REQUIRED ACTION: Tell how many lines in the data hold "below", giving that figure alone.

STORED DATA:
= Beginning of Section =

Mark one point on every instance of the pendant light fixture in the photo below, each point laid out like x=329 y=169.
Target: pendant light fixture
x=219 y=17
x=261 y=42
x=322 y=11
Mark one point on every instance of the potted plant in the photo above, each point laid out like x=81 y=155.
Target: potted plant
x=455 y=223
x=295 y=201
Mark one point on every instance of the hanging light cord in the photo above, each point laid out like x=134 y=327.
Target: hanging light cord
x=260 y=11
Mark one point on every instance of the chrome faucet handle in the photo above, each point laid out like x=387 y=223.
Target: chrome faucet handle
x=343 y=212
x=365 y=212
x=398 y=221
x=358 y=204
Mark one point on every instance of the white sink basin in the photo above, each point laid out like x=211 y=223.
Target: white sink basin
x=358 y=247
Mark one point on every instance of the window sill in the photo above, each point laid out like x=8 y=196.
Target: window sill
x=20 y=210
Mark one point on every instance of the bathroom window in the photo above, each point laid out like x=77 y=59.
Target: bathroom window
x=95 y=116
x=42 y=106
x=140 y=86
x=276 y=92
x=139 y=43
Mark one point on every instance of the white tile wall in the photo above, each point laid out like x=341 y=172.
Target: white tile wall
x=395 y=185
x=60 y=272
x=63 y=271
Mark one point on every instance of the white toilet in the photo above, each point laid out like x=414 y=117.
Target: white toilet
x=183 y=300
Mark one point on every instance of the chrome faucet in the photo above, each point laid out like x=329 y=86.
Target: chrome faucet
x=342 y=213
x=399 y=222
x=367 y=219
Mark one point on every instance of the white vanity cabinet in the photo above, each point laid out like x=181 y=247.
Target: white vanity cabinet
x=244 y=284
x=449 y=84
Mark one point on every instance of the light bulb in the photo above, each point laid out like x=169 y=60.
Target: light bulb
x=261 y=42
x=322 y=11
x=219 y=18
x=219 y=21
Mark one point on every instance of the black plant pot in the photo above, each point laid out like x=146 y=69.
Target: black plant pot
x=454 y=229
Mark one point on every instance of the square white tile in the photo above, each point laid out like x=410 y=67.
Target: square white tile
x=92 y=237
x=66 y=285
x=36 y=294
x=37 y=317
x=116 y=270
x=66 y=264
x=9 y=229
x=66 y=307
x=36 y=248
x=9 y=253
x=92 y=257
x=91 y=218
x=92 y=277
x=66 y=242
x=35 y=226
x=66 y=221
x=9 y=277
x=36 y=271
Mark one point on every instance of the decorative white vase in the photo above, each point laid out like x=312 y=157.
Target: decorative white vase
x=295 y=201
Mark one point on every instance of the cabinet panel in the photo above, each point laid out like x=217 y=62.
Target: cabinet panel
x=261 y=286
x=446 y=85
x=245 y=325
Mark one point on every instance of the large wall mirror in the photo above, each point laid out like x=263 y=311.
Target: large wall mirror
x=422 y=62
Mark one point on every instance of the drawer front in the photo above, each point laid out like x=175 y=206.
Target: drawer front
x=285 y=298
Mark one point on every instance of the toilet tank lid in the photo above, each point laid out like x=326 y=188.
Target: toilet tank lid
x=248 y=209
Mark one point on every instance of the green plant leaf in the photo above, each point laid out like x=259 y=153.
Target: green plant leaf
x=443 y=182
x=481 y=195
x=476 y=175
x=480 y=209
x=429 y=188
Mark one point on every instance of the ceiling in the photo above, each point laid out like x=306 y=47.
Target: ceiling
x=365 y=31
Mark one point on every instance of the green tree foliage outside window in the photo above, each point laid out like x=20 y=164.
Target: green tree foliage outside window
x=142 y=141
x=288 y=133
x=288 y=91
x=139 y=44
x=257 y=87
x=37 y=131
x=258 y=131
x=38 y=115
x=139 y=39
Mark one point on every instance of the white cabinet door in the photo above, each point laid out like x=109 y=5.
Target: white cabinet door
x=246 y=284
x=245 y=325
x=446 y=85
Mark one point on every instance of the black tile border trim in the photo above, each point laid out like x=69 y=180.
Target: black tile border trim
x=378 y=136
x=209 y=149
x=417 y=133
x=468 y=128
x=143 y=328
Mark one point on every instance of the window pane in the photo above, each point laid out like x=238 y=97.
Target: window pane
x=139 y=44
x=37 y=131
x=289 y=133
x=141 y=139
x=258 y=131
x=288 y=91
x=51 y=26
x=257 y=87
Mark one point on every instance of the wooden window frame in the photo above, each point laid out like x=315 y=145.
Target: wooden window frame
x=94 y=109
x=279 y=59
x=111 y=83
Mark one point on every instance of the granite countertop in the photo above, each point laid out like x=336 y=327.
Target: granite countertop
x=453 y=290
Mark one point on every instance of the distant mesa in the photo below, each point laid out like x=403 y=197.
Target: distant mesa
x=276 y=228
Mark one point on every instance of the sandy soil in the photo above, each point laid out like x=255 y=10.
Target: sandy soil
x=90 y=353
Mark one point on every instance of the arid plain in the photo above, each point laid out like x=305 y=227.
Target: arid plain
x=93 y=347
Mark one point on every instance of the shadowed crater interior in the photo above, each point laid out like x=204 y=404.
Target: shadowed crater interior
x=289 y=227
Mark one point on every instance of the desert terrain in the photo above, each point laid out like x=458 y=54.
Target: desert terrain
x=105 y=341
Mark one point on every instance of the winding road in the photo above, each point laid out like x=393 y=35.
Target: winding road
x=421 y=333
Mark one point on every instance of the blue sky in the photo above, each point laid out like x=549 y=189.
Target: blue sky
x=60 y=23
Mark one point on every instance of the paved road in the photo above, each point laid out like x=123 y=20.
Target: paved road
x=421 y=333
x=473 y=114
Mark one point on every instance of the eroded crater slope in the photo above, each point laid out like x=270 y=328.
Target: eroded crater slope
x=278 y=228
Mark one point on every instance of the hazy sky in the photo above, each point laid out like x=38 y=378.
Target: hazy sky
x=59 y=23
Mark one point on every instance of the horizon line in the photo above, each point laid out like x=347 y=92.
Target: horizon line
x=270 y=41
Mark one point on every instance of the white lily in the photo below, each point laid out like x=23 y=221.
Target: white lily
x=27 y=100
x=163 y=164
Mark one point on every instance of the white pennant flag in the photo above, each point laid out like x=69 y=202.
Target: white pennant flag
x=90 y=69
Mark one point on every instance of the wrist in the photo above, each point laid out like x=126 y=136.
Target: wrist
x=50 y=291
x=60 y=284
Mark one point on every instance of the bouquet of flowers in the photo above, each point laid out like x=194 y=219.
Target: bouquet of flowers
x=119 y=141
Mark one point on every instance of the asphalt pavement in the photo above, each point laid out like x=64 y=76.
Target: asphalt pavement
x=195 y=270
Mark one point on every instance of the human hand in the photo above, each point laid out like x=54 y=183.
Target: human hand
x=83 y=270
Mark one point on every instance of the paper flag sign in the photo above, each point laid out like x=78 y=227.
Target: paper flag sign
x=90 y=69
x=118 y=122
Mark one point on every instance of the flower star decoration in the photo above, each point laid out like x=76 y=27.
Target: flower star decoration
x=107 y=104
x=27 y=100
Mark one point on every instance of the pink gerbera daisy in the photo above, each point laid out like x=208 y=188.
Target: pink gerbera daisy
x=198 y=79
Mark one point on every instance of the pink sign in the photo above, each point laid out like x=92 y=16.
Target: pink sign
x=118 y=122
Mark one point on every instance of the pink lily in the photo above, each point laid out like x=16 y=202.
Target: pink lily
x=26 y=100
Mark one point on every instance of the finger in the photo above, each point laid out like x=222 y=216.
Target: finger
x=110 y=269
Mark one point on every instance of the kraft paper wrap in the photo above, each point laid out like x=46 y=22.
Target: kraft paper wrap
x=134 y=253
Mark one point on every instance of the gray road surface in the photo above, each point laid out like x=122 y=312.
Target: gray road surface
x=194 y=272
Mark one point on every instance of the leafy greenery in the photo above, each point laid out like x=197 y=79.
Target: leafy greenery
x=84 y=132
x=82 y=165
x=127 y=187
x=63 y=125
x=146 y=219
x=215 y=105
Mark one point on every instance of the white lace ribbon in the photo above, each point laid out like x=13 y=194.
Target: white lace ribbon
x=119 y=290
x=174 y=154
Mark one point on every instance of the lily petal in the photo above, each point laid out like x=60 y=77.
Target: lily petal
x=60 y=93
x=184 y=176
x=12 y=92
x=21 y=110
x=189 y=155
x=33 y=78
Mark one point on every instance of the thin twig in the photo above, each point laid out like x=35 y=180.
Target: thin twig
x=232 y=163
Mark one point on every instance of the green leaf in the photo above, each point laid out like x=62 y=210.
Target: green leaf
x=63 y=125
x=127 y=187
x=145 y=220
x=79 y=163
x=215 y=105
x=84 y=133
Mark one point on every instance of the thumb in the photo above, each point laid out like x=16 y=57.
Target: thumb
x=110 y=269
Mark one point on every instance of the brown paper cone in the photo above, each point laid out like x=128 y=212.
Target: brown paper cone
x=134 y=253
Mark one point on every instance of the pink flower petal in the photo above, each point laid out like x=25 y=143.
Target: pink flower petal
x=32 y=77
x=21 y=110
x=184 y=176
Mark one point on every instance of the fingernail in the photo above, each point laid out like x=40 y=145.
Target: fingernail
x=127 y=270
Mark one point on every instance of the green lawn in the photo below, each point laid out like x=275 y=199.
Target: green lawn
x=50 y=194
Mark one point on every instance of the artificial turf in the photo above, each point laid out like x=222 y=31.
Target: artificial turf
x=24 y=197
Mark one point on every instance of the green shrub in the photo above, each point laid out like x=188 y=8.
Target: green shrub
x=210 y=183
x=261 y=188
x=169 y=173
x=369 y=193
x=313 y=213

= End of Section =

SOLUTION TO THIS TASK: 4